━━━ Texte de lecture ━━━
Ce que vous lisez, là, tout de suite, n’existe pas vraiment. Bien sûr, en jeter la capture d’écran sur un feuillet A4 est encore autorisé, mais le résultat ne sera qu’un ectoplasme triste à côté, disons, du texte en garamond sur le hollande ivoire satiné d’un livre digne de ce nom. Signe des temps où rien ne va plus : piétinant ses quatre cent cinquante ans de notoriété, Canson réduit ses gammes et n’imprime plus de catalogue.
Ce grâce à quoi Pascal, Sade et Proust ont pourvu à notre délectation, je veux dire le papier, est-il en voie de ne plus être qu’un matériau d’emballage ? Dans une Autobiographie de La Bibliothèque récemment parue, le lecteur découvre une loi hypothétique selon laquelle toute grande invention s’applique deux fois moins longtemps que ce qu’elle a supplanté ; ainsi le papyrus a-t-il fourni le support de l’écrit pendant deux bons millénaires, le parchemin pendant dix siècles et le papier occidental durant cinq cents ans (quant aux œuvres numérisées, le coût de leur maintenance tendra à les éliminer). Les arrière-petits-enfants de nos fils demanderont-ils où l’on trouve du papier ? Réponse : dans les musées, mais on ne peut le toucher. Non seulement parce que les musées ont été créés pour mettre les reliques à l’abri des doigts pleins de sucre, mais surtout parce que les musées de ce temps-là seront devenus virtuels.
━━━ Données extraites ━━━
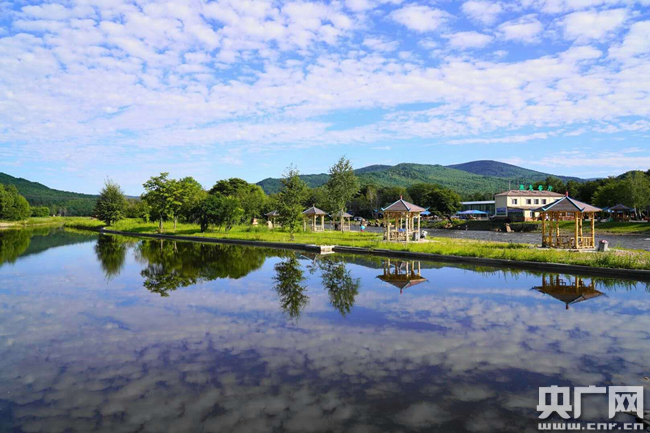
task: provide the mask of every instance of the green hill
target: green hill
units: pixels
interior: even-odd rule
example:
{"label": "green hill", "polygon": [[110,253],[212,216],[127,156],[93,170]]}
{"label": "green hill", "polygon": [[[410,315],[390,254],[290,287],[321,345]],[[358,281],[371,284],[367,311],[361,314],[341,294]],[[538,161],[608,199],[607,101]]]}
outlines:
{"label": "green hill", "polygon": [[[476,172],[476,173],[475,173]],[[542,181],[548,176],[534,170],[504,164],[496,161],[475,161],[455,166],[428,164],[398,164],[395,166],[374,165],[355,170],[362,185],[375,184],[380,187],[408,187],[416,183],[435,183],[456,192],[468,195],[473,193],[497,193],[515,188],[520,183]],[[327,174],[310,174],[301,176],[310,187],[319,187],[327,182]],[[558,176],[562,180],[569,179]],[[258,182],[267,194],[280,189],[280,179],[267,178]]]}
{"label": "green hill", "polygon": [[91,215],[97,196],[90,194],[79,194],[76,192],[59,191],[47,186],[31,182],[20,177],[13,177],[0,173],[0,183],[3,185],[15,185],[18,192],[24,196],[32,206],[48,206],[57,209],[65,209],[69,216]]}
{"label": "green hill", "polygon": [[540,179],[546,179],[548,176],[555,176],[562,181],[575,180],[582,182],[582,179],[577,177],[556,176],[549,173],[542,173],[541,171],[529,170],[527,168],[518,167],[512,164],[498,161],[471,161],[464,164],[448,165],[448,168],[465,171],[467,173],[478,174],[481,176],[502,177],[510,180],[520,180],[523,183],[535,182]]}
━━━
Travail demandé |
(a) Les affirmations suivantes concordent-elles avec le texte sur l’avenir du papier ? Répondez par oui ou par non pour chacune, en citant les mots du texte qui tranchent.
(i) Canson imprime toujours un catalogue.
(ii) D’après la loi hypothétique évoquée, le parchemin a servi de support pendant dix siècles.
(iii) Le papyrus a été le support de l’écrit pendant cinq cents ans.
(b) Quels écrivains le texte sur l’avenir du papier nomme-t-il ? Donnez-les tous.
(c) Rédigez la suite du texte sur l’avenir du papier, à partir de sa dernière phrase.

Réponses fournies |
(a)
(i) Non : « Canson réduit ses gammes et n’imprime plus de catalogue ».
(ii) Oui : « le parchemin pendant dix siècles ».
(iii) Non : « le papyrus a-t-il fourni le support de l’écrit pendant deux bons millénaires ».

(b) Pascal, Sade, Proust

(c)
L’eschatologie papetière se glisse au fil d’ouvrages dont le nombre s’accélère, avec des hauts et des bas dans la compétence et l’anxiété, de La route du papier d’André Blum (1946) à nos jours, par exemple The Art of Handmade Paper: A Timeless Craft in a Digital Age, Bhaskar Bhowmik (2023). Le dernier livre en date se veut un innocent « Dictionnaire des savoir-faire » et des termes techniques, comprenant deux cent quarante-huit entrées [1] introuvables dans la plupart des usuels, rédigé par une équipe de contributeurs dont la moitié sont japonais, d’où une double particularité : c’est une étude comparative des papiers faits main et faits machine, en même temps que des papiers occidentaux et du washi. Mais si le répertoire alphabétique est la forme qui convient le mieux à la vulgarisation d’un sujet savant, on ne saisit pas bien la raison de coucher ensemble sous la même couverture les papiers européens et ceux des antipodes, que tout sépare : matières premières, gestes, utilisation, philosophie, rapport à la nature, etc.

Au moins, assure cet ouvrage, le public amateur trouvera ici de multiples révélations, bien expliquées, et il se sentira plus à son aise avec des notions comme kozo, gampi, mitsumata et torinoko, de même que couverte, porse, épair fondu ou nuageux et pile à maillets, mots que prononce chaque jour un spécialiste, tel le patriarche Jacques Bréjoux en son Moulin du Verger, dont le vieux séchoir ne mesure pas moins de soixante-dix mètres de long (cette sorte de bâtiment, le Japon et la Chine s’en passent, qui sèchent leurs feuilles manuelles sur une paroi chauffée, ou encore la Thaïlande et le Laos, avec une multiplication de petites formes exposées au soleil).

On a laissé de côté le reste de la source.